[START OF Data for the task]

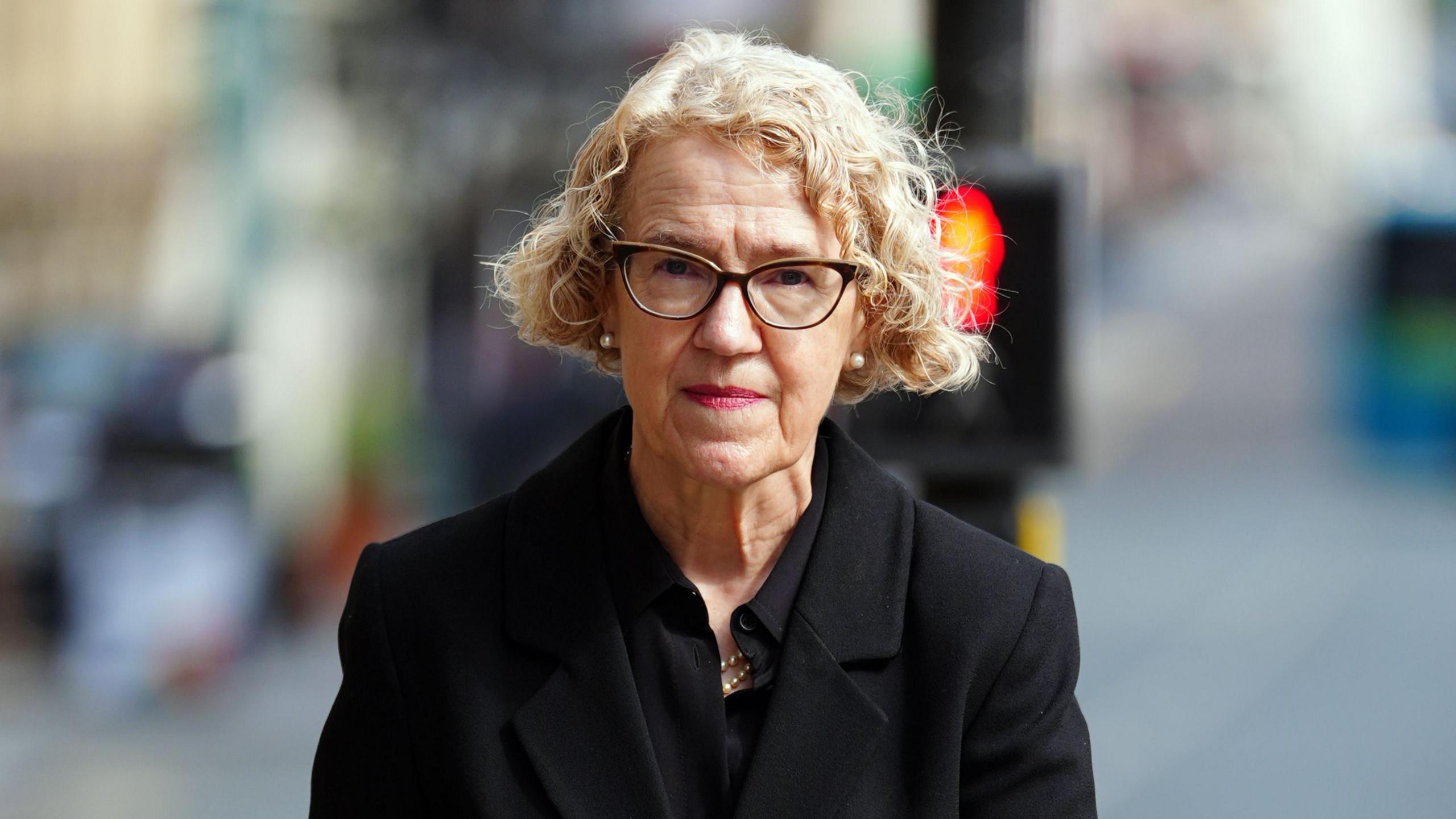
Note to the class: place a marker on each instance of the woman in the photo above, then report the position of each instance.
(552, 652)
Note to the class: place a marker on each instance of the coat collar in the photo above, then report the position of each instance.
(584, 730)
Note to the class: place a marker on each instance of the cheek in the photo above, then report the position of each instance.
(809, 371)
(648, 356)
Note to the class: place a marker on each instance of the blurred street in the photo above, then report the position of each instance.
(243, 331)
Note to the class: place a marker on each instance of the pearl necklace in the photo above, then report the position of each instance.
(737, 680)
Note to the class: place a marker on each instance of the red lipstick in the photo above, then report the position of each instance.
(723, 397)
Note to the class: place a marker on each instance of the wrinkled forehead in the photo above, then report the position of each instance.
(702, 196)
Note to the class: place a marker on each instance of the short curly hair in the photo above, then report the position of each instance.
(862, 164)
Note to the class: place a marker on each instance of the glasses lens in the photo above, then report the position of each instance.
(796, 295)
(669, 284)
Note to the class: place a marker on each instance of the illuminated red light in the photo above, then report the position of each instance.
(971, 228)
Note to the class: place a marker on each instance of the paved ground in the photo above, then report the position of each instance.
(1269, 621)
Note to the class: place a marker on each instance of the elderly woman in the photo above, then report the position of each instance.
(715, 604)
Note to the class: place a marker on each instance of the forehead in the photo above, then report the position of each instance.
(704, 196)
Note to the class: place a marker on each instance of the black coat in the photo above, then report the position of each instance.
(928, 668)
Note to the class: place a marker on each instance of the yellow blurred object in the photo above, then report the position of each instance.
(1039, 528)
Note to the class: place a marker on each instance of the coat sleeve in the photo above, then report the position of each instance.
(365, 766)
(1027, 752)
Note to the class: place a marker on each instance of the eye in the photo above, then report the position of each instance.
(789, 278)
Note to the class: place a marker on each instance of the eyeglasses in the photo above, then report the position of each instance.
(794, 293)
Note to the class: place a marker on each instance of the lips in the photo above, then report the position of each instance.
(723, 397)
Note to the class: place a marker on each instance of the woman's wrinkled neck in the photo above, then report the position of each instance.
(727, 538)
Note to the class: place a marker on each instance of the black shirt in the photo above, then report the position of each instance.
(701, 738)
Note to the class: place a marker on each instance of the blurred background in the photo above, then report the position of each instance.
(243, 331)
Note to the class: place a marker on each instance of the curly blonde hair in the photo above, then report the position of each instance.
(862, 164)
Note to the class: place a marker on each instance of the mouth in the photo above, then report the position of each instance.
(723, 397)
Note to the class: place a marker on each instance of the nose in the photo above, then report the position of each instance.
(727, 327)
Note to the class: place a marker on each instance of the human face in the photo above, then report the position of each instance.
(704, 197)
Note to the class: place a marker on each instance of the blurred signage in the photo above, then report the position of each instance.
(970, 228)
(1021, 226)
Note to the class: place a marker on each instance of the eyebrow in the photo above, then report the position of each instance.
(698, 245)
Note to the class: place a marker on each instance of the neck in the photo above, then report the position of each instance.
(726, 541)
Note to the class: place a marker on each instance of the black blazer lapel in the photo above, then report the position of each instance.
(583, 730)
(822, 727)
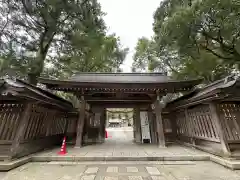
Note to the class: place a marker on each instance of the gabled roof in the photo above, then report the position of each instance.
(120, 77)
(107, 81)
(19, 90)
(224, 89)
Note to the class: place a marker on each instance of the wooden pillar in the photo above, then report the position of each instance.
(222, 137)
(81, 120)
(189, 127)
(159, 124)
(138, 125)
(134, 125)
(151, 126)
(51, 117)
(23, 123)
(173, 121)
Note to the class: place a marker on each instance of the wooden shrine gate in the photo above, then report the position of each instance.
(140, 91)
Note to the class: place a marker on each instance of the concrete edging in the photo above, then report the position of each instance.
(6, 166)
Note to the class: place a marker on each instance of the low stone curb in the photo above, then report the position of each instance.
(6, 166)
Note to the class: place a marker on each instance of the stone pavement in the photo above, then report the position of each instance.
(122, 171)
(120, 146)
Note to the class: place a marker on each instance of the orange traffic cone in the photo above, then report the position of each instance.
(63, 148)
(106, 134)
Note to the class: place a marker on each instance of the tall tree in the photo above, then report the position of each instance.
(36, 33)
(195, 27)
(145, 57)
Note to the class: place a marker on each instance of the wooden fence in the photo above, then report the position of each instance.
(32, 119)
(209, 118)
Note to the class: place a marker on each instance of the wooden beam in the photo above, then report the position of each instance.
(159, 124)
(81, 120)
(22, 126)
(221, 134)
(112, 104)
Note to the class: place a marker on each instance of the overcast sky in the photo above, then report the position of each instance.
(130, 20)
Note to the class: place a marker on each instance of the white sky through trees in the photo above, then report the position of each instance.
(130, 20)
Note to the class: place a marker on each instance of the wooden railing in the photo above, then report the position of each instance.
(9, 118)
(229, 113)
(44, 128)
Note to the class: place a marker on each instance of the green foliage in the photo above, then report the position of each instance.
(196, 38)
(64, 36)
(145, 57)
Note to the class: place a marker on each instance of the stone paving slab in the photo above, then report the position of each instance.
(130, 171)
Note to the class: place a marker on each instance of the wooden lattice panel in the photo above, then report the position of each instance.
(9, 119)
(197, 122)
(201, 123)
(181, 123)
(229, 114)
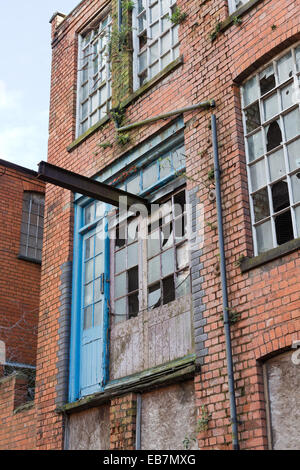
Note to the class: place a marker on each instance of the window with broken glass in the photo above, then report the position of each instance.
(150, 255)
(155, 38)
(94, 75)
(271, 120)
(32, 226)
(235, 4)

[END OF Data for the task]

• [Aim of the task] Extract every line of the data exactly; pictures stay out.

• [Result of the exercise]
Note to the class: place a marker on each instance of the woman in the photo above, then report the position of each instance.
(552, 652)
Note to the class: place a marker on each instance of the coat collar in the photo above, then report the position of each instance.
(584, 730)
Note to the class: place a marker on each instance of the cheek in the photo above, then report the position of each instance.
(809, 371)
(648, 356)
Note to the class: place a marker on each instance of the blurred street in the photo above, then report the position of each instance.
(243, 331)
Note to the class: place a marker on each instance of the pearl necklace in the photo above, then report the position of each instance.
(737, 680)
Note to the class: place a marker on each instance of the red lipstick in the photo above, then report the position of each instance.
(723, 397)
Note to the class: place a marker on each instance of the wrinkled forehead in the photo above, then report the position of each instance.
(702, 196)
Note to the class: place a marker on each instance of the short curly hair in the photo above, then report the position of each instance.
(862, 164)
Note to the class: place a marker on each instance of the glasses lens in the photo above, then report the position of each instance.
(796, 295)
(669, 284)
Note to the class: place a marker on each instance of the illuminated red light in the photo above, then report the position of each instance.
(971, 228)
Note to the class: place a marker on each instance of the paved ground in the photo above, then report the position of each instance.
(1269, 621)
Note to the class: place a marker on each instance of the elderly woman in the photo above, then report the position of each instance.
(715, 604)
Note to the class: place a marker on each instance of the forehead in the photo above, then report the position of each instance.
(704, 196)
Note to the class: place a marker on each instance of the black coat in the photo above, then report the position of each instance.
(928, 668)
Note to the class: place a marker on each instance of the yellow blurred object in the photo above, then report the position of each instance.
(1039, 528)
Note to the class: place a marker on each instance of the coat sleeve in the photo above, then report the position of each instance.
(365, 766)
(1027, 752)
Note to the class: place a marker on each instance of the eye in the photo above, then report the position of each instance.
(789, 278)
Note to the class: place a marker on each instance of the eyeglasses in the photo above, then report the position of each instance.
(794, 293)
Note to the class: place a marker on each instance of the lips in the photo above, then report the position of each instance.
(723, 397)
Note to the class: place a marker on each instance of the woman's wrinkled neck in the photo above, then report the position of each instance.
(727, 538)
Note to the class: place a marker on each instance of the black shirt in the photo above, then report the position of each instance.
(701, 738)
Note to the class: place a marker on each instance of the blurred background in the photo above, then report the position of each instance.
(243, 331)
Note to the class: place a marker on each instance of the curly blonde hair in the photo above, then report the position of each instance.
(862, 164)
Note to the class: place a marker on each instance of the mouth in the photo above, then report the position of each instance.
(723, 397)
Note to the class: place a marker on each instance of the nose in the photo above, then report the position of each instance.
(727, 327)
Note to the class: place a marker on each instance of the human face in the photo above, then report the position of each instance.
(704, 197)
Note to the class: place a marker on each instance of the blurred signage in the photo above, then report the position of each instance.
(970, 228)
(1021, 226)
Note to the class: place a marker on each instance of the eyebrow in the photo above, then report the position of each instance.
(698, 245)
Note to the class: place a marker on each instance of the neck in the photo above, then report the position of each instance.
(726, 541)
Note to the class: place a marker on each instance of the black blazer lapel in the photo above, then report the position of each instance.
(583, 730)
(822, 727)
Note to the class: place a marker on each instance of the gabled roof in the photo above, then report the position of each instance.
(120, 77)
(107, 81)
(19, 90)
(224, 89)
Note to the class: place a marker on each instance of the wooden pillar in the photo above, then report the position of each instance.
(222, 137)
(81, 120)
(189, 127)
(159, 124)
(138, 125)
(134, 125)
(151, 126)
(51, 117)
(23, 123)
(173, 121)
Note to the class: place a marker on each instance of the wooden shrine gate in the photo above, then report the position of each instance.
(140, 91)
Note to the class: place a marker on each instance of the concrete edging in the photo above, then report the position of each instance.
(6, 166)
Note to the class: place a marker on each instance of the low stone curb in the photo above, then report the position of each instance.
(6, 166)
Note to the class: place a marker on each instance of the stone pavement in the photo above, then report the position of each instance.
(122, 171)
(120, 146)
Note to the class: place a marker on each instance of the orange traffic cone in the photo above, then report the position of each instance.
(63, 148)
(106, 134)
Note to the class: place a marker on each instance of the tall tree in the photo above, then report the position of each instance.
(36, 33)
(195, 27)
(145, 57)
Note to the class: place a marker on each instance of the wooden fence in the photo above, then report the position of each instance.
(32, 119)
(209, 118)
Note to the class: place a marker on each instance of the wooden beam in the photo above, then report the position of each instance.
(159, 124)
(81, 120)
(22, 126)
(221, 134)
(112, 104)
Note to the class: place a marker on each instance of the overcast sky in the photo above, then report the position of each instance.
(130, 20)
Note to the class: place a marker on each instance of the white sky through trees in the photo above, then report the position of each instance.
(130, 20)
Note to the class: place a marker on each instance of the wooden railing in the photo above, then report the position of each instance.
(9, 118)
(229, 113)
(44, 128)
Note to the class: place a marker on each instance of the green foliage in the photo above, then report the position of each instance.
(196, 38)
(64, 36)
(145, 57)
Note to the class: place a marker on each instance of the stone paving slab in the photo above, then report the position of each instance.
(130, 171)
Note to the class: place a marker on each instance of the wooden lattice panel in the photo above, then report the position of each instance.
(9, 119)
(197, 122)
(201, 123)
(181, 123)
(229, 114)
Note to the class: place a marker on each instance of the window with broken glass in the photo above, then report the position of each instance.
(150, 255)
(155, 38)
(94, 75)
(271, 120)
(32, 226)
(235, 4)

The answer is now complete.